» **What is needed**
The article below on the Dutch Auto Union museum describes the shop Henk Geerts set up in Bergen in 1975. List every kind of goods that shop dealt in.

Friday, 13 December 2013 21:54

The Dutch Auto Union museum in Bergen

Written by  Guus Docen
 Text and photos by Guus Docen


In the centre of the picturesque village Bergen in the Netherlands, resides the Dutch Auto Union museum. This small museum houses historic cars and motorbikes of the brands Auto Union, DKW and Tornax, which have been collected over a long period and restored by Mr. Henk Geerts. The vehicles from the collection of the museum are from the 1931 to 1965. It is the only museum that is recognized by Audi AG. Sadly, on the first of November 2013, Henk Geerts passed away, at age 82. What will happen with this unique collection of two stroke-engined motorcars?


The Start
Born in the east of Holland, farmer's son, Henk Geerts settled himself in Bergen in 1975 and established a shop in household appliances, luxury items, DIY equipment, gardening tools and furniture.Forced by competition, Geerts started his famous cooking and kitchen shop. As a real 'boffin,' he also introduced the first induction frying pans with special grip-handles for disabled people. His interest in cars, and especially DKWs started already when Henk was eight years old when the neighbors owned a yellow and black DKW F8 convertible.He liked this car so much that it was his wish to own one himself. The first DKW he bought was an F7, a convertible limousine with beechwood body. In this car Geerts travelled almost half the world. In 1991 he travelled to Kiev, via Warsaw and Moscow, Budapest and back again, a total of 8100 kilometers. Two years later he drove the U.S. Route 66, more than 6,000 kilometers. In 1977 he was able to buy the model of his dreams, the F8 Front Luxus four-seater cabriolet. Immediately the restoration of this car started and soon after Henk began to gather a wide range of DKW and Auto-Union convertibles. Behind his store he created a workshop. If there were no customers in the store, he worked on the cars but if someone entered the store, a bell rang in the workshop and he quickly attend to the customer. On reaching the age of retirement, combined with the introduction of the euro was a good time for Henk to close his shop. Allowing him to spend time on his life long passion: DKW motorcars, motorbikes and mopeds. Sometimes assisted by skilled friends, he restored the collection of scruffy DKWs into beautiful specimens, which he proudly exhibited.

» **Extracted entries**

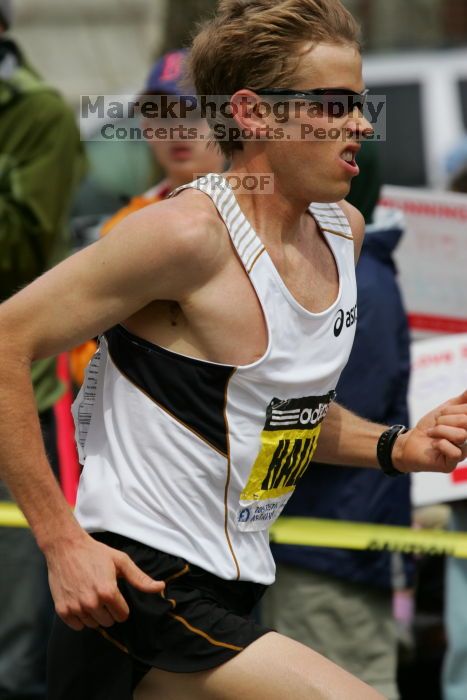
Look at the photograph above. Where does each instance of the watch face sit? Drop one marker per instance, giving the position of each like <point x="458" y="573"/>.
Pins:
<point x="384" y="449"/>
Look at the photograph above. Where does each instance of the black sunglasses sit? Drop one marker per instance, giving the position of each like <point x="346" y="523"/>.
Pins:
<point x="335" y="101"/>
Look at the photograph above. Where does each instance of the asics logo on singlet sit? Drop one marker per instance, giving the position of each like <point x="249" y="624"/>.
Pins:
<point x="343" y="318"/>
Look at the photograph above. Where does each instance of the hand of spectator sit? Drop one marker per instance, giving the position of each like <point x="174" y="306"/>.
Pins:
<point x="437" y="443"/>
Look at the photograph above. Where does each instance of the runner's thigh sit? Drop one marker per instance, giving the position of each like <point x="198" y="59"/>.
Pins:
<point x="272" y="667"/>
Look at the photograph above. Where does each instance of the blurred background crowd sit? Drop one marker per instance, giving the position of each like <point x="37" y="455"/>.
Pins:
<point x="58" y="192"/>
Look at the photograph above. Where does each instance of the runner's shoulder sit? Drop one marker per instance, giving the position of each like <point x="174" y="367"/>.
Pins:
<point x="357" y="224"/>
<point x="186" y="227"/>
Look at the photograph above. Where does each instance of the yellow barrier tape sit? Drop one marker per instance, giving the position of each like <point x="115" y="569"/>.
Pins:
<point x="333" y="533"/>
<point x="350" y="535"/>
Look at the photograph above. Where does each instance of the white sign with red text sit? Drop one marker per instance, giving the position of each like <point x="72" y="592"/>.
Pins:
<point x="439" y="372"/>
<point x="432" y="258"/>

» **Solution for this problem**
- Household appliances
- Luxury items
- DIY equipment
- Gardening tools
- Furniture